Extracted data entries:
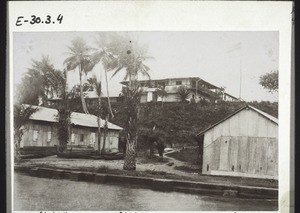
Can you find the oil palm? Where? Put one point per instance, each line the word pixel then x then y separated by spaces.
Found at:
pixel 131 57
pixel 79 58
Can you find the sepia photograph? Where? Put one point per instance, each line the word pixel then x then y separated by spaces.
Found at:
pixel 118 114
pixel 153 117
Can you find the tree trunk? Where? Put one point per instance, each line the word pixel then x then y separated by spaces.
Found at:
pixel 104 135
pixel 130 161
pixel 151 150
pixel 81 93
pixel 99 123
pixel 108 100
pixel 17 154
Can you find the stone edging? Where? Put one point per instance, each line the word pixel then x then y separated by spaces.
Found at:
pixel 156 184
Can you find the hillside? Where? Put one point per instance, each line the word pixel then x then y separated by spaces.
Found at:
pixel 180 122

__ABOUT THIS TASK__. Leave out the pictures, then give all the records again exactly.

__ANSWER TO THE PROBLEM__.
Can you find the oil palm? Where? Put one point per instance, each line the word pixel then x then y separated by spaces.
Found at:
pixel 131 57
pixel 79 58
Can you find the sepia photograph? Where? Put one point per instance, each line the word pixel then x then y separated by spaces.
Found at:
pixel 118 114
pixel 153 117
Can you find the tree trunk? Where? Put one point per instance, each line the word pixel then x then y separated by spaces.
Found at:
pixel 104 135
pixel 130 161
pixel 151 150
pixel 81 93
pixel 99 123
pixel 108 100
pixel 17 154
Can you find the stone edging? Where? Put one point per instance, each line the word pixel then x then y separated by spaces.
Found at:
pixel 156 184
Can you find the hillside? Where? Put one point per instance, each line the word pixel then x then y separated by spaces.
Found at:
pixel 180 122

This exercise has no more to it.